Start of TASK INPUTS

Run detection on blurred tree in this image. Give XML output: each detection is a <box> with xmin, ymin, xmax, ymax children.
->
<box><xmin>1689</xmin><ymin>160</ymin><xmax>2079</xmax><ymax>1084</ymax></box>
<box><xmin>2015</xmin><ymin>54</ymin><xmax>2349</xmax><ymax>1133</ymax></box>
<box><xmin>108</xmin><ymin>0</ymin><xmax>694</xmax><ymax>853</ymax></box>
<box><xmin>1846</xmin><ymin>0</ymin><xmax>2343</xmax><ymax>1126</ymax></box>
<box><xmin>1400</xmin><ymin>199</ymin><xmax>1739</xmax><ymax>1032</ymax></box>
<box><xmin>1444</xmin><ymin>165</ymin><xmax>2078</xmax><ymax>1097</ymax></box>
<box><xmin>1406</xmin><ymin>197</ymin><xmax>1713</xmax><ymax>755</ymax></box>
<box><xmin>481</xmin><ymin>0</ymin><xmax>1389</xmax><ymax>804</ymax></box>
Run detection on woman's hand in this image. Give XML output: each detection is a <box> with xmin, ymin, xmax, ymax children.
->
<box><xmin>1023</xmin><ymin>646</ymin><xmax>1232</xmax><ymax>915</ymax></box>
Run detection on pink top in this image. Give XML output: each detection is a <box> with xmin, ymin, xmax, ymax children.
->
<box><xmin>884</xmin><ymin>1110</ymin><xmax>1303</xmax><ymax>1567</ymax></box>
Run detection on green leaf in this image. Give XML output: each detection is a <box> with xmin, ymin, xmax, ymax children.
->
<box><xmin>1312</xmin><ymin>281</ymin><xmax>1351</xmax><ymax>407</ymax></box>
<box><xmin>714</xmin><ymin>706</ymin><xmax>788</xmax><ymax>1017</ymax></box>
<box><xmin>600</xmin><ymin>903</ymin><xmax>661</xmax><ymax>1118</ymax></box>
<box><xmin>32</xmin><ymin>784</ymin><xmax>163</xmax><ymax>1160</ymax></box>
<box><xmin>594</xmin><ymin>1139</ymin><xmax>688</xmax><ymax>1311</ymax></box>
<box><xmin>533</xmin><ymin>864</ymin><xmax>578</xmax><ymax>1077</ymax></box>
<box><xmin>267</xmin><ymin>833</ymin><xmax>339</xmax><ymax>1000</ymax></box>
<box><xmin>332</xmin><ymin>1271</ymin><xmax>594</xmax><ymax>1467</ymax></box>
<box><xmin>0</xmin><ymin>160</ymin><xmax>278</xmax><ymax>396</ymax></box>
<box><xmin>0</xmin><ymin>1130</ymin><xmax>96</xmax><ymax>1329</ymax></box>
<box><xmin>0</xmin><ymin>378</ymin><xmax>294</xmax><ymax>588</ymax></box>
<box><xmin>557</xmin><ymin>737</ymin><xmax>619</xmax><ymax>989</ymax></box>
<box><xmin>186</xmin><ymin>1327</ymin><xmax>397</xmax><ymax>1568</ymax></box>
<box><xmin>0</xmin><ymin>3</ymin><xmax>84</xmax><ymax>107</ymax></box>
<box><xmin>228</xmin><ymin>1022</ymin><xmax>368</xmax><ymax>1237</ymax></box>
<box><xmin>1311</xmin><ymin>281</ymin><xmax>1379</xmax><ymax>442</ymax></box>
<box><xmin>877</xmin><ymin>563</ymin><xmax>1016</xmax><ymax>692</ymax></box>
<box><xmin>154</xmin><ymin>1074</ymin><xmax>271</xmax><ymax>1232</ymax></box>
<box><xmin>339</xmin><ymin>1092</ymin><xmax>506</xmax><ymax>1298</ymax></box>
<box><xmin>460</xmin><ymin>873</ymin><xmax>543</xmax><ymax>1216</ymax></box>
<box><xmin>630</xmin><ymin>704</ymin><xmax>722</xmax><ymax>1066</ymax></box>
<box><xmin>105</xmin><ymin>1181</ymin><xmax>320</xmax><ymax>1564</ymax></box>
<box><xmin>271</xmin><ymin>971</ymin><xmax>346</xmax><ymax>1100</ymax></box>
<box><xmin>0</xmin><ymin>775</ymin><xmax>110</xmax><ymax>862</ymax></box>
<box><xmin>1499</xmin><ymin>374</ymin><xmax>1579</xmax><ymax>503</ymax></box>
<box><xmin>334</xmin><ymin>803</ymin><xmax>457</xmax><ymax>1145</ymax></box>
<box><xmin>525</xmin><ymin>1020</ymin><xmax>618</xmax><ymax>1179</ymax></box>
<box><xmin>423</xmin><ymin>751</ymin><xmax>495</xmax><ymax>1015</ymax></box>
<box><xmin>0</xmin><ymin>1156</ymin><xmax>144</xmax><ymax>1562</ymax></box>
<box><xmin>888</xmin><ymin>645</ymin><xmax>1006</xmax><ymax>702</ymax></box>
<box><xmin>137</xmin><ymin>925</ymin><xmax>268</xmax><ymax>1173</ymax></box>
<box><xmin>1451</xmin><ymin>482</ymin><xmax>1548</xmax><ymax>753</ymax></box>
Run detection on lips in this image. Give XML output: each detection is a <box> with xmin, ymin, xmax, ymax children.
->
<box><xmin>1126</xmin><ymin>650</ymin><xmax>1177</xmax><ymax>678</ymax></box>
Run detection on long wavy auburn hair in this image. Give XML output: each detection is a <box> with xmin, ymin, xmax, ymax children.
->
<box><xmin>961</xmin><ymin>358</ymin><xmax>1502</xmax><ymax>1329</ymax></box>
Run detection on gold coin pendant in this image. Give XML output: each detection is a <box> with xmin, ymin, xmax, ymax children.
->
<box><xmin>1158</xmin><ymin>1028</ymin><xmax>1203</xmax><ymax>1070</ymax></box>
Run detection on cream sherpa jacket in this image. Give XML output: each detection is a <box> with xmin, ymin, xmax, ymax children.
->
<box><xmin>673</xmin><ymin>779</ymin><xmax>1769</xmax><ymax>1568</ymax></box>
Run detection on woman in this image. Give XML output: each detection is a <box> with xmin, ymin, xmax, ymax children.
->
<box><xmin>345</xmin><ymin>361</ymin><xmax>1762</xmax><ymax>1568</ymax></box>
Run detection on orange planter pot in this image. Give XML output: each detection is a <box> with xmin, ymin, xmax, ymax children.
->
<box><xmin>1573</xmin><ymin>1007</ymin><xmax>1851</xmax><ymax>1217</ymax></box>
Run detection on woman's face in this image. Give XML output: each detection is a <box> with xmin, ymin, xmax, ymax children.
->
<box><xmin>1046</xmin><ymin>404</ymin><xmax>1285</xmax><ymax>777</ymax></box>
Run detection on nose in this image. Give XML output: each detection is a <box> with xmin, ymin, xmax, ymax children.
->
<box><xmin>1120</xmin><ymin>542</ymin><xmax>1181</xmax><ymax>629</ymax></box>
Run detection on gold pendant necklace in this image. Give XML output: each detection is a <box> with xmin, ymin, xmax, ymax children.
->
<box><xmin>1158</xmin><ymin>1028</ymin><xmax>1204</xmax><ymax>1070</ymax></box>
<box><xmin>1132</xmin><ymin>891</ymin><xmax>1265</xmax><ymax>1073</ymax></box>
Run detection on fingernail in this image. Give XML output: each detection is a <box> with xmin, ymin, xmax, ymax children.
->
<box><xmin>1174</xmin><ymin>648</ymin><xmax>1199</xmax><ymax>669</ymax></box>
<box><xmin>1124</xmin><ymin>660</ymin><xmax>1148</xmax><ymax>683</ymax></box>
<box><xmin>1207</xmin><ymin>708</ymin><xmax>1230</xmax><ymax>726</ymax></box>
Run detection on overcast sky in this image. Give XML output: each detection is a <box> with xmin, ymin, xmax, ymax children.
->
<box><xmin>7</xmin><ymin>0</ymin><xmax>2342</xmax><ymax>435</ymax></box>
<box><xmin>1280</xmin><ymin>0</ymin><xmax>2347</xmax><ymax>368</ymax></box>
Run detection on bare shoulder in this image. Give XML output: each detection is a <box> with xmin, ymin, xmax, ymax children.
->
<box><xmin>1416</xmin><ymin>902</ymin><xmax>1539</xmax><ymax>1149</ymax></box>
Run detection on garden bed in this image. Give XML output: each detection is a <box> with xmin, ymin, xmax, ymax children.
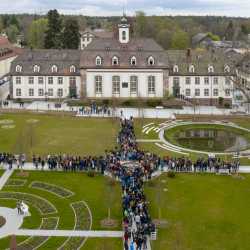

End of TASK INPUTS

• **AIM OF THE TASK**: Above are some lines. Repeat exactly, and only, those from the line that has "Run detection on pink" through the line that has "Run detection on green".

• **RESPONSE TO THE EXERCISE**:
Run detection on pink top in this image. Give XML output: each detection is a <box> with xmin, ymin, xmax, ymax children.
->
<box><xmin>884</xmin><ymin>1110</ymin><xmax>1303</xmax><ymax>1567</ymax></box>
Run detection on green leaf in this image. Give XML output: each detection is a <box> with xmin, ymin, xmax, ymax children.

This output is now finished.